◆ Problem statement: In the entries that follow, change every "keypoint" to "marker" and leave everything else as it is.

◆ Labeled-object pointing entries:
══════════════════════════════

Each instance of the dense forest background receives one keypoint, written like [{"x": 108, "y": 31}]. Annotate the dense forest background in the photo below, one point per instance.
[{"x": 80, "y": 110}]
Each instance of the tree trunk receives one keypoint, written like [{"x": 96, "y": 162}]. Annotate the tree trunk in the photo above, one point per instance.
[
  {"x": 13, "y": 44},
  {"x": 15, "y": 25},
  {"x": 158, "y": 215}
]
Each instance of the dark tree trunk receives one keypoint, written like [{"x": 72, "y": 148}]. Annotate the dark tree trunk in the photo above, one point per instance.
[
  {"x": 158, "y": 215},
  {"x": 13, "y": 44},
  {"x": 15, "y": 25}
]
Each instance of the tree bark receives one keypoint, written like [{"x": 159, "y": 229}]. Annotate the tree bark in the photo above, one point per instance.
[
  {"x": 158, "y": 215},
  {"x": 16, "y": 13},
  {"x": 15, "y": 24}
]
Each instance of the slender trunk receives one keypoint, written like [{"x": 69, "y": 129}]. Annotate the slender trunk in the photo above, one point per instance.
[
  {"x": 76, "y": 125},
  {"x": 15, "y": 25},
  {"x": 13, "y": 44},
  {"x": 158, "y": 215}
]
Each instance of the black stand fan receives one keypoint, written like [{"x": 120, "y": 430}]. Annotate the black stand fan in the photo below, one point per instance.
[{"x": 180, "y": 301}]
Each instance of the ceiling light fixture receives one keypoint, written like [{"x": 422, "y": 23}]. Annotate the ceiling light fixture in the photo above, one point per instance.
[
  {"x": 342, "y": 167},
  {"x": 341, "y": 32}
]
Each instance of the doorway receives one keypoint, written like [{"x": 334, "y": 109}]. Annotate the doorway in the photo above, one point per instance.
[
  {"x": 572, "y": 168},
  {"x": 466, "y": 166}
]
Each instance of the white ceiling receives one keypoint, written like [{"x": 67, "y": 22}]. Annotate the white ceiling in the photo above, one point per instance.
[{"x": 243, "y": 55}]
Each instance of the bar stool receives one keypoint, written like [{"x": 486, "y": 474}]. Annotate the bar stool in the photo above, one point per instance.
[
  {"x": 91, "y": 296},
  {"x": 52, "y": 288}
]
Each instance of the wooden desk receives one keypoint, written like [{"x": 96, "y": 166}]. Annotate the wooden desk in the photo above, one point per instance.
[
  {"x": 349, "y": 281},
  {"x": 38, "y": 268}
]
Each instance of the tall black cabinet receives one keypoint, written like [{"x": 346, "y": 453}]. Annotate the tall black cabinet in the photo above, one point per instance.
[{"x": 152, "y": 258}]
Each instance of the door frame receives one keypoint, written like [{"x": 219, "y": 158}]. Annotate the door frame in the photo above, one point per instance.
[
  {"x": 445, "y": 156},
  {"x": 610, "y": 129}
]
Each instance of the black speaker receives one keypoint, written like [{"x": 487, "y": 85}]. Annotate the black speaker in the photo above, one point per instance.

══════════════════════════════

◆ The response:
Each instance of the dense forest background receives one marker, written like [{"x": 108, "y": 31}]. Annotate the dense forest background in the photo below, one point per instance.
[{"x": 80, "y": 110}]
Each instance of the tree trunk receives one marker, written like [{"x": 96, "y": 162}]. Annotate the tree trunk in the photo above, one point per instance.
[
  {"x": 13, "y": 44},
  {"x": 15, "y": 25},
  {"x": 158, "y": 215}
]
Each instance of the dark tree trunk receives one marker, written like [{"x": 72, "y": 148}]. Annotate the dark tree trunk in the photo above, one point per instance.
[
  {"x": 158, "y": 215},
  {"x": 13, "y": 44},
  {"x": 15, "y": 25}
]
Each instance of the tree bark receives one marker, written like [{"x": 159, "y": 229}]. Annotate the tree bark in the photo above, one point per instance.
[
  {"x": 158, "y": 215},
  {"x": 16, "y": 13},
  {"x": 15, "y": 24}
]
Each instance of the slender trunk receives one marker, written like [{"x": 69, "y": 129}]. Annotate the slender trunk in the photo above, one point per instance.
[
  {"x": 76, "y": 125},
  {"x": 15, "y": 25},
  {"x": 13, "y": 44},
  {"x": 158, "y": 215}
]
Each instance of the black stand fan receives one marker, written like [{"x": 120, "y": 430}]. Annotate the black stand fan in the photo below, one point per instance.
[{"x": 180, "y": 301}]
Each instance of the ceiling light fixture receives one marker, written like [{"x": 422, "y": 23}]. Annotate the ceiling light fixture in the photo above, one point per instance.
[
  {"x": 342, "y": 167},
  {"x": 341, "y": 32}
]
Each instance of the doorway receives one marker, written like [{"x": 334, "y": 109}]. Annotate the doorway in the photo above, one point per instance.
[
  {"x": 572, "y": 168},
  {"x": 466, "y": 166}
]
Each instance of the white ceiling receives one marker, written like [{"x": 67, "y": 22}]. Annotate the white ceiling in the photo above, one point per instance.
[{"x": 243, "y": 55}]
Each instance of the bar stool receives one marker, written like [{"x": 486, "y": 474}]. Annotate the bar stool in the photo above, one point per instance.
[
  {"x": 91, "y": 296},
  {"x": 52, "y": 288}
]
Each instance of the wooden desk receives one marker, written like [{"x": 96, "y": 166}]. Annotate the wooden desk in the photo above, one point per instance.
[
  {"x": 349, "y": 281},
  {"x": 38, "y": 268}
]
Each instance of the tall black cabinet receives one marker, written like [{"x": 346, "y": 453}]. Annotate the tall black cabinet in the photo above, one point per instance.
[{"x": 152, "y": 258}]
Each instance of the door frame receives one marker, written like [{"x": 219, "y": 158}]. Annotate the door frame in the photo above, one point per instance.
[
  {"x": 445, "y": 156},
  {"x": 610, "y": 129}
]
Each instance of the black speaker receives one marker, written like [{"x": 487, "y": 85}]. Annotate the black speaker in the photo above, one point per instance.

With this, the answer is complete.